What is required:
Recast every line of the listing below as a numbered list, omitting any blank lines. Leave the pictures out of your answer.

[Image location labeling entries]
----

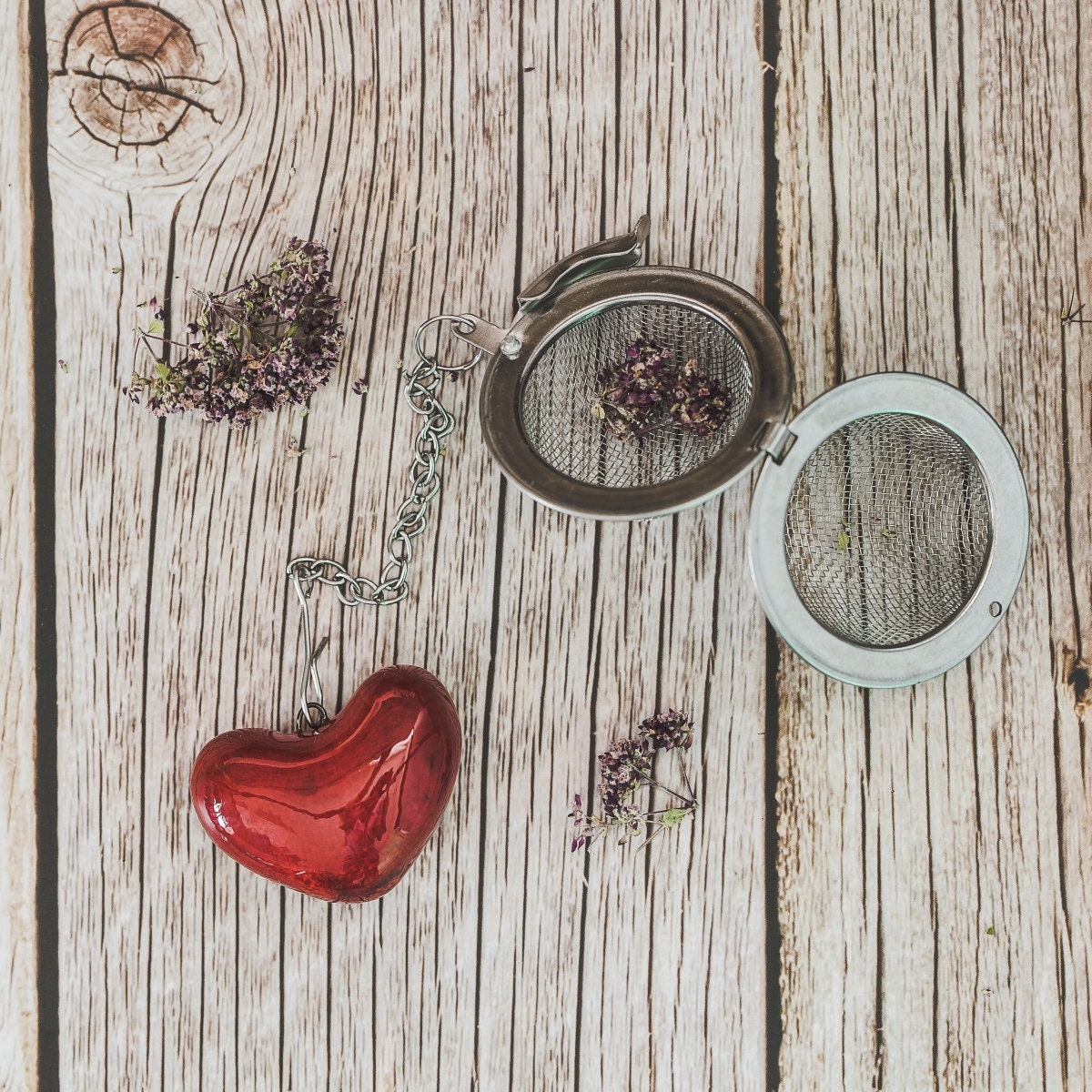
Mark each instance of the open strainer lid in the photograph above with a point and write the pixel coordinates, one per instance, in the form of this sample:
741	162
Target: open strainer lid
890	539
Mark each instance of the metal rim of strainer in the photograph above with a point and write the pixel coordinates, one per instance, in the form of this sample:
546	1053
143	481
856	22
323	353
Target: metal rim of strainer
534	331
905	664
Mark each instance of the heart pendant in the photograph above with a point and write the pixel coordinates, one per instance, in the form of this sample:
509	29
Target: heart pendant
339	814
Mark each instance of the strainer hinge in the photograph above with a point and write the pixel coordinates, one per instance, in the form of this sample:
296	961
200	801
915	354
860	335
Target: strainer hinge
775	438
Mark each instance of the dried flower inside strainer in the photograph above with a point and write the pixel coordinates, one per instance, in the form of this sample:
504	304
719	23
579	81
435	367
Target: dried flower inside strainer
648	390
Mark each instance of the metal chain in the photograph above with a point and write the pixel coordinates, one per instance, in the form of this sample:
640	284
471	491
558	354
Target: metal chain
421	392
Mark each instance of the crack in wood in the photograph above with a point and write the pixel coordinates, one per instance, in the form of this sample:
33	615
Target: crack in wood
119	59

----

Result of this exercise:
1. Mark each instance of the open strainer lid in the photograph above with a point and write the pixel coordinates, one per instance, in the form of this sample:
2. 741	162
3. Target: open strainer lid
4. 890	539
5. Mark each instance of the metal rim of strainer in the photograph above with a point and write the pixel coordinates, one per instance, in the form of this sample:
6. 546	1053
7. 143	481
8. 856	22
9. 323	353
10. Target: metal rim of strainer
11. 534	331
12. 905	664
13. Mark each instance of the heart pendant in the photograph above with a point and write the pixel coordinates, one per instance, in the form of this sample:
14. 509	29
15. Target: heart pendant
16. 339	814
17. Mark each instance of the strainer hinge in the photograph above with a point and write the pixel coordinates, one per instance, in the form of this sample:
18. 296	961
19. 200	801
20. 915	354
21. 860	335
22. Target: strainer hinge
23. 775	438
24. Mark each instance of the dried flower inside strainer in the photograph above with a point and write the pixel coordinates, one per instance, in the form of this sample:
25. 504	304
26. 719	23
27. 579	81
28. 435	367
29. Target: dried flower inside strainer
30. 648	390
31. Mark each instance of the metal chain in the photograph above with a point and write the pixel coordinates, one per instance, in the form of this sample:
32. 640	284
33. 471	491
34. 558	354
35. Target: metal chain
36. 421	392
37. Mark each instance of the crack in wood in the photograph above with a point and write the pixel coordinates, one per instance, in the form of this sample:
38. 33	615
39. Target: crack in wood
40. 119	59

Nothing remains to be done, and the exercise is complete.